* PROMPT: Do not copy the pictures. Write out the lines from the start of the entries through the line containing "<point>206,16</point>".
AVAILABLE DATA section start
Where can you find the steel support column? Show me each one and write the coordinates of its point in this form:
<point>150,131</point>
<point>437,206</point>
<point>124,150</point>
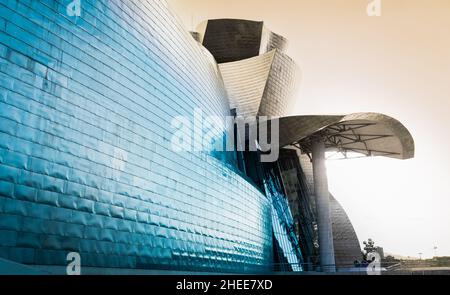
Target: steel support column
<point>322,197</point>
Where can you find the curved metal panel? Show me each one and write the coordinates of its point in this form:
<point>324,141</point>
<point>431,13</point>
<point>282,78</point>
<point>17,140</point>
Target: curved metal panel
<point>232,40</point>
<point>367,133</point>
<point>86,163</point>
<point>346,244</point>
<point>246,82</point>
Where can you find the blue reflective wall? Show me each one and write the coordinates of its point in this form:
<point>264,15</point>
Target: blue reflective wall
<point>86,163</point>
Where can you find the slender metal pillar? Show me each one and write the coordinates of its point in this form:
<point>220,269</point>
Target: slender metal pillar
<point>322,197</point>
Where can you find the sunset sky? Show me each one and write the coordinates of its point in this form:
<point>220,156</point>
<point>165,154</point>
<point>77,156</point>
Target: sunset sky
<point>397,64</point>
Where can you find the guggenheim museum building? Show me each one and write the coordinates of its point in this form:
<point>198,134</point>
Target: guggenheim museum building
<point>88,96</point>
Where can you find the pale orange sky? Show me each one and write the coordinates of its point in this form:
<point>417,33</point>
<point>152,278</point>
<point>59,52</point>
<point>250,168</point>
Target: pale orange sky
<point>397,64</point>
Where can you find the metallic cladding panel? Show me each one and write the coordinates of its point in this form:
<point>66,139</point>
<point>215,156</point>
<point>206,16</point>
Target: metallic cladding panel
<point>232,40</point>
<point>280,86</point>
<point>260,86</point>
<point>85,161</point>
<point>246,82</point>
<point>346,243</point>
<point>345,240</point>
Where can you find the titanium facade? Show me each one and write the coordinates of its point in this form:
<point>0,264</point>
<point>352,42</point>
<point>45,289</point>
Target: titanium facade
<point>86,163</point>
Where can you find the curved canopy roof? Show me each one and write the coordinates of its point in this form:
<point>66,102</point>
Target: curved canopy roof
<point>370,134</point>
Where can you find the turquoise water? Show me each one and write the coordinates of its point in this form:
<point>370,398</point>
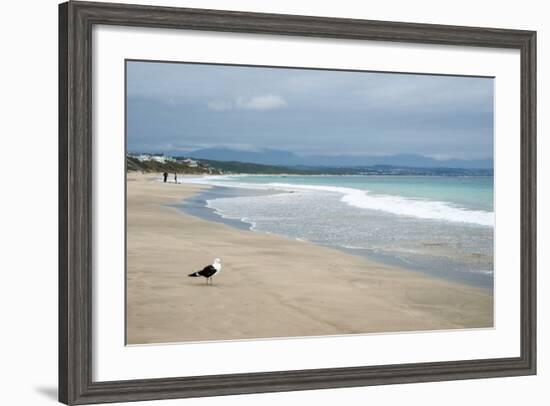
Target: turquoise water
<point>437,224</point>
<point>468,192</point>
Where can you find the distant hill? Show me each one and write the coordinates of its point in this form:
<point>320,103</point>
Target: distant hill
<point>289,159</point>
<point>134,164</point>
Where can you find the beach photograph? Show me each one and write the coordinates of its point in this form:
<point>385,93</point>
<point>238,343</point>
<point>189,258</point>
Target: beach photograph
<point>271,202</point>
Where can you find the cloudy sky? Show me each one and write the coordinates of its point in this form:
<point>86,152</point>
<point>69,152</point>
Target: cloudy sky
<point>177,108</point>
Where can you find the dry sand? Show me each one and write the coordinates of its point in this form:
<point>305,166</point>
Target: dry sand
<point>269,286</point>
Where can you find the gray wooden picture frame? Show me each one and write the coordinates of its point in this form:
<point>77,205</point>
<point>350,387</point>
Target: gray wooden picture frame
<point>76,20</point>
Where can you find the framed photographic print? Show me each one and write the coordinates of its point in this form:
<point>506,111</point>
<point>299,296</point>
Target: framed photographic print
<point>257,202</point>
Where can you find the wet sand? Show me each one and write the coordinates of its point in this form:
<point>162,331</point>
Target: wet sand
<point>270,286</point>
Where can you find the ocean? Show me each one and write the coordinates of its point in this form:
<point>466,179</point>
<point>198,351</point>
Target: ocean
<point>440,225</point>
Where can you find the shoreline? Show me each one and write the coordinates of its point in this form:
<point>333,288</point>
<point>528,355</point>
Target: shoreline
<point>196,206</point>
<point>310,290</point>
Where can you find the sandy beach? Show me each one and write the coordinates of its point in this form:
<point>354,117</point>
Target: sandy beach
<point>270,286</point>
AVAILABLE DATA section end
* TASK RESPONSE:
Where can you find the steel support column? Show me each one and write the coordinates of its point in this form:
<point>150,131</point>
<point>437,206</point>
<point>124,150</point>
Target: steel support column
<point>322,197</point>
Where can you find the curved metal panel? Show me each one and write the coordinates of its point in this form:
<point>324,141</point>
<point>431,13</point>
<point>282,78</point>
<point>17,140</point>
Target: curved metal panel
<point>232,40</point>
<point>367,133</point>
<point>86,163</point>
<point>346,244</point>
<point>246,82</point>
Where can you find the blue reflective wall? Show me each one and write the coordinates of its point in this form:
<point>264,15</point>
Target: blue reflective wall
<point>86,163</point>
Where can you find the slender metal pillar? Show me each one and write the coordinates of its point in this form:
<point>220,269</point>
Target: slender metal pillar
<point>322,197</point>
Where can you find the sunset sky? Show me each one and write the coordinates of its point in this form:
<point>220,156</point>
<point>165,154</point>
<point>77,156</point>
Target: sunset sky
<point>397,64</point>
Where can you find the guggenheim museum building? Show me each one and write the coordinates of its point in this form:
<point>198,134</point>
Target: guggenheim museum building
<point>88,96</point>
Where can you find the pale orange sky? Show me each one and write the coordinates of its point in this form:
<point>417,33</point>
<point>152,278</point>
<point>59,52</point>
<point>250,168</point>
Target: pale orange sky
<point>397,64</point>
Where can you find the metallic cladding panel? Show me each one and write the coordinates of its point in this form:
<point>66,139</point>
<point>215,156</point>
<point>206,16</point>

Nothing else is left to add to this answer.